[A run of entries]
--

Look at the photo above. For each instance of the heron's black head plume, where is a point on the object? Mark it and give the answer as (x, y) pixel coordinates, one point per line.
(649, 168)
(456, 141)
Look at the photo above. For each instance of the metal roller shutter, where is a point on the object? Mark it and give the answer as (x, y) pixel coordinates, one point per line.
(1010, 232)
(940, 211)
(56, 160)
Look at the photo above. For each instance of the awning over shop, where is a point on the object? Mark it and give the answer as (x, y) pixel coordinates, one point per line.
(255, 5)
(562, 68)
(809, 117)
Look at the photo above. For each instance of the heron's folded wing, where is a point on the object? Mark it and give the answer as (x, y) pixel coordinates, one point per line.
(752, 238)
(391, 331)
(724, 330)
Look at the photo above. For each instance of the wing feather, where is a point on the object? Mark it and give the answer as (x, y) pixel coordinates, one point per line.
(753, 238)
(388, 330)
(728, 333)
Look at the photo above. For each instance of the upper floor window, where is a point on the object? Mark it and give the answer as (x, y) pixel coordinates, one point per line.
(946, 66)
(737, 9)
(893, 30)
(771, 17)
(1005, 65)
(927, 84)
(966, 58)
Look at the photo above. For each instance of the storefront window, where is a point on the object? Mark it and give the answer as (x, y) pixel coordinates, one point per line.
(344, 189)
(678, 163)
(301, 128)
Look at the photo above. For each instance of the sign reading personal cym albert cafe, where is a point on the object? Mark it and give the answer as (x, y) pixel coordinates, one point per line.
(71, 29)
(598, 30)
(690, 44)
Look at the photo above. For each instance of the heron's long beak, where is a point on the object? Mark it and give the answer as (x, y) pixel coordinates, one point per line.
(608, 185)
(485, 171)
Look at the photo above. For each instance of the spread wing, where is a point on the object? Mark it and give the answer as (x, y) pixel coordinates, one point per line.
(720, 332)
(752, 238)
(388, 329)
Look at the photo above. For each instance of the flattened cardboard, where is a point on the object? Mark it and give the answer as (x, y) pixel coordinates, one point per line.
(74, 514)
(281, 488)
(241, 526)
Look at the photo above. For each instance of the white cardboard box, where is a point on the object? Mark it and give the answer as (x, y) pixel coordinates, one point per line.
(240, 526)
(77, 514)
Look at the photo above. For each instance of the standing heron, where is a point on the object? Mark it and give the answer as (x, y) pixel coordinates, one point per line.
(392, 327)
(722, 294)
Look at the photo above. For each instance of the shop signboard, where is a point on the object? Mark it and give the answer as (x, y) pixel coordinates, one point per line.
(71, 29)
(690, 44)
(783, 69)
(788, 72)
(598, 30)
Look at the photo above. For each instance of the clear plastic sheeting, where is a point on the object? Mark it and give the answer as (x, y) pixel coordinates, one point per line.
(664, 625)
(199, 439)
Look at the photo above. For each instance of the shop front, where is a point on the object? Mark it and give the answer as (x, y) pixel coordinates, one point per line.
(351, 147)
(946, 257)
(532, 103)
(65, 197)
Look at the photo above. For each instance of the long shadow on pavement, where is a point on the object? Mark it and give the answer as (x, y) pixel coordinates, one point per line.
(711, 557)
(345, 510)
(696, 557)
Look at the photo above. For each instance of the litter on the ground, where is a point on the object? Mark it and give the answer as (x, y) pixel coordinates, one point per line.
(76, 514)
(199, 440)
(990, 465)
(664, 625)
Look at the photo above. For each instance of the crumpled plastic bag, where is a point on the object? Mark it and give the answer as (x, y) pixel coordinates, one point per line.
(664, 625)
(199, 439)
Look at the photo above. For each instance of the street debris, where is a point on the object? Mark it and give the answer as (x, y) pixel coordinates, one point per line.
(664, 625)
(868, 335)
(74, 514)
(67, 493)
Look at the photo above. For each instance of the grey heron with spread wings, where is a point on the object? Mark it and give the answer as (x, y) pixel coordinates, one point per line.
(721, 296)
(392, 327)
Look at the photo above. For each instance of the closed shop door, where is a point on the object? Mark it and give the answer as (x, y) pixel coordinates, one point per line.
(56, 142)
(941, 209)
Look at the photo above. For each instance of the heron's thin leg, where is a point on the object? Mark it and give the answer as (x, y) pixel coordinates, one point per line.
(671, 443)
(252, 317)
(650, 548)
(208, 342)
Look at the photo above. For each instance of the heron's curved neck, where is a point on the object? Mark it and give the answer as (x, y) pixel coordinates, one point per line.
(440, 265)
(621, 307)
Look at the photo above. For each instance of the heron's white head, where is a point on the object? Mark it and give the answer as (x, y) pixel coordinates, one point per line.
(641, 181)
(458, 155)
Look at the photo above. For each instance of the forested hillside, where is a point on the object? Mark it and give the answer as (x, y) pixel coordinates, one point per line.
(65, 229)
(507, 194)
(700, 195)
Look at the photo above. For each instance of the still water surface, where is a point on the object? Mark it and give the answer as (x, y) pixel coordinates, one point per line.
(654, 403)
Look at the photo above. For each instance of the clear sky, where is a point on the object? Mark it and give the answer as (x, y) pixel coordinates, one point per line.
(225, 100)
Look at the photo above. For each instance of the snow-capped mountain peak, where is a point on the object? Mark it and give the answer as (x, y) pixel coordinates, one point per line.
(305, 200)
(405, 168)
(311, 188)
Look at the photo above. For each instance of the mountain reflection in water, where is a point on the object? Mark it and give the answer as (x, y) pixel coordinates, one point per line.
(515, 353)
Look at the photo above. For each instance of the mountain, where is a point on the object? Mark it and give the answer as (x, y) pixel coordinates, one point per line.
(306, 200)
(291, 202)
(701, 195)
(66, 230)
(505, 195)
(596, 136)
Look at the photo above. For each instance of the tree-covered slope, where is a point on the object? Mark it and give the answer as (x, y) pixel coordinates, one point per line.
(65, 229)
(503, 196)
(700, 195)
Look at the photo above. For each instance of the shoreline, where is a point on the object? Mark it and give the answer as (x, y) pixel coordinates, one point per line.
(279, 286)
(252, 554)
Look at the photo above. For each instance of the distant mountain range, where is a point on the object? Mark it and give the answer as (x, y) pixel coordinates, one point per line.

--

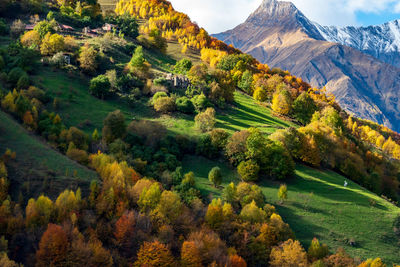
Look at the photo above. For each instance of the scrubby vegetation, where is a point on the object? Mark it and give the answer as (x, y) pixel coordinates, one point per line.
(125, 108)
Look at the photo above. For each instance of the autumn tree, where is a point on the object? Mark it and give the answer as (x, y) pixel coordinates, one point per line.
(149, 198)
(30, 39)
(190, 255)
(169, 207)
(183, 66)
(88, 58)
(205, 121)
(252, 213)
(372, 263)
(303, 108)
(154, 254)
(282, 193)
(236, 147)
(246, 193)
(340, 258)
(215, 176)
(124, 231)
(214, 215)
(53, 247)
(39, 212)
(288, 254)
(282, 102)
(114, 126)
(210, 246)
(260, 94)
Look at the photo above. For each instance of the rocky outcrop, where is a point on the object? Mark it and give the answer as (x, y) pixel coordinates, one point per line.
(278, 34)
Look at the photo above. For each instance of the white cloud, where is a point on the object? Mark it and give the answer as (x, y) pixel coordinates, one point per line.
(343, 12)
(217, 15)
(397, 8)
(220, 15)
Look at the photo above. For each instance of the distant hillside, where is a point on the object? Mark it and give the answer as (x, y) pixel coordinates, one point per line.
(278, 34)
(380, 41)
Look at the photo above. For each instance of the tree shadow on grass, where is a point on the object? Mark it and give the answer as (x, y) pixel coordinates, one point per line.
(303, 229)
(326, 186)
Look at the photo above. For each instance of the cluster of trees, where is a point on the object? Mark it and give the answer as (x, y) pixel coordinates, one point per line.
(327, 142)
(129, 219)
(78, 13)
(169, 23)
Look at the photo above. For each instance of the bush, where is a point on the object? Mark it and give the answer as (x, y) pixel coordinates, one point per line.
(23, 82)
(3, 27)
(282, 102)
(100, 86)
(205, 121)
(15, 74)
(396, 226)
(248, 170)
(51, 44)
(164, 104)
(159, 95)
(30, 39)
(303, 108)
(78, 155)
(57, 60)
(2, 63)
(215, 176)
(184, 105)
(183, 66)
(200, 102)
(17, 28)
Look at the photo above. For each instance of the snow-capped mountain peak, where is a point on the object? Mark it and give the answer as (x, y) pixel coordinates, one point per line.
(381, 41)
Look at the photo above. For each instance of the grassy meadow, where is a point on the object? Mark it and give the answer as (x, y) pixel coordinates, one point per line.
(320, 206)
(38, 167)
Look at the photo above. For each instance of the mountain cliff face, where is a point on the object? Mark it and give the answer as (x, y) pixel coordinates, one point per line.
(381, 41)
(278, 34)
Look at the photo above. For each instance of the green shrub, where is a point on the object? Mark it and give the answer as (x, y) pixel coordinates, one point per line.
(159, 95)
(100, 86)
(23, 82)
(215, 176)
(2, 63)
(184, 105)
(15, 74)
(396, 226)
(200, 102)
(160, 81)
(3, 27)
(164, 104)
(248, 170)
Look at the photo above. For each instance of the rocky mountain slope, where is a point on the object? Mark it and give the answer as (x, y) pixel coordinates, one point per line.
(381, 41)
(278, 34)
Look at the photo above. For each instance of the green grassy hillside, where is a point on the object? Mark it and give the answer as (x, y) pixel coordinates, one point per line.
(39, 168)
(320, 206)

--

TASK STATEMENT: How many lines in the entries contain the string "cafe"? Matching is case-sensitive; reply with the number alone.

ANSWER TO THIS TASK: 1